--- Pagina ---
┏━━

Sluiting van een overeenkomst, in het kader van onderhandelingen, tussen de Europese Unie en Nieuw-Zeeland op het gebied van de uitwisseling van persoonsgegevens voor de bestrijding van zware criminaliteit en terrorisme
Resolutie van het Europees Parlement van 10 juli 2020 over de aanbeveling van het Europees Parlement aan de Raad en de Commissie houdende machtiging tot het openen van onderhandelingen over een overeenkomst tussen de Europese Unie en Nieuw-Zeeland op het gebied van de uitwisseling van persoonsgegevens tussen het Agentschap van de Europese Unie voor samenwerking op het gebied van rechtshandhaving (Europol) en de Nieuw-Zeelandse autoriteiten die bevoegd zijn voor de bestrijding van zware criminaliteit en terrorisme (COM(2019)0551 – 2020/2048(INI))

┗━━

--- Getoonde items ---
┏━━

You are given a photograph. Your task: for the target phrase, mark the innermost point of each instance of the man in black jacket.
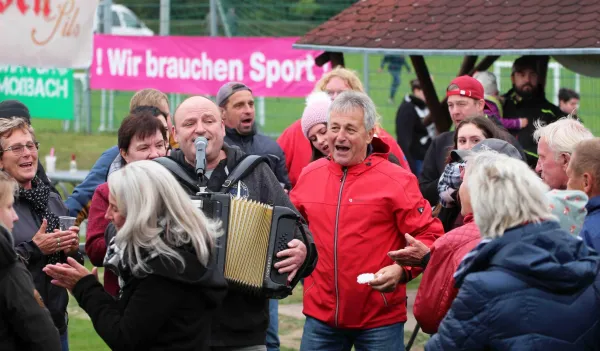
(242, 321)
(236, 103)
(413, 136)
(465, 99)
(526, 100)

┗━━

--- Doelstellingen ---
1. Welke datum heeft de resolutie van het Europees Parlement op de pagina?
2. Neem uit de pagina de tekst over vanaf "Sluiting van een" tot en met "(COM(2019)0551 – 2020/2048(INI))".
3. Welke instellingen en agentschappen van de Europese Unie worden op de pagina genoemd? Noem ze allemaal.

--- Antwoorden ---
1. 10 juli 2020

2.
Sluiting van een overeenkomst, in het kader van onderhandelingen, tussen de Europese Unie en Nieuw-Zeeland op het gebied van de uitwisseling van persoonsgegevens voor de bestrijding van zware criminaliteit en terrorisme
Resolutie van het Europees Parlement van 10 juli 2020 over de aanbeveling van het Europees Parlement aan de Raad en de Commissie houdende machtiging tot het openen van onderhandelingen over een overeenkomst tussen de Europese Unie en Nieuw-Zeeland op het gebied van de uitwisseling van persoonsgegevens tussen het Agentschap van de Europese Unie voor samenwerking op het gebied van rechtshandhaving (Europol) en de Nieuw-Zeelandse autoriteiten die bevoegd zijn voor de bestrijding van zware criminaliteit en terrorisme (COM(2019)0551 – 2020/2048(INI))

3.
- het Europees Parlement
- de Raad
- de Commissie
- het Agentschap van de Europese Unie voor samenwerking op het gebied van rechtshandhaving (Europol)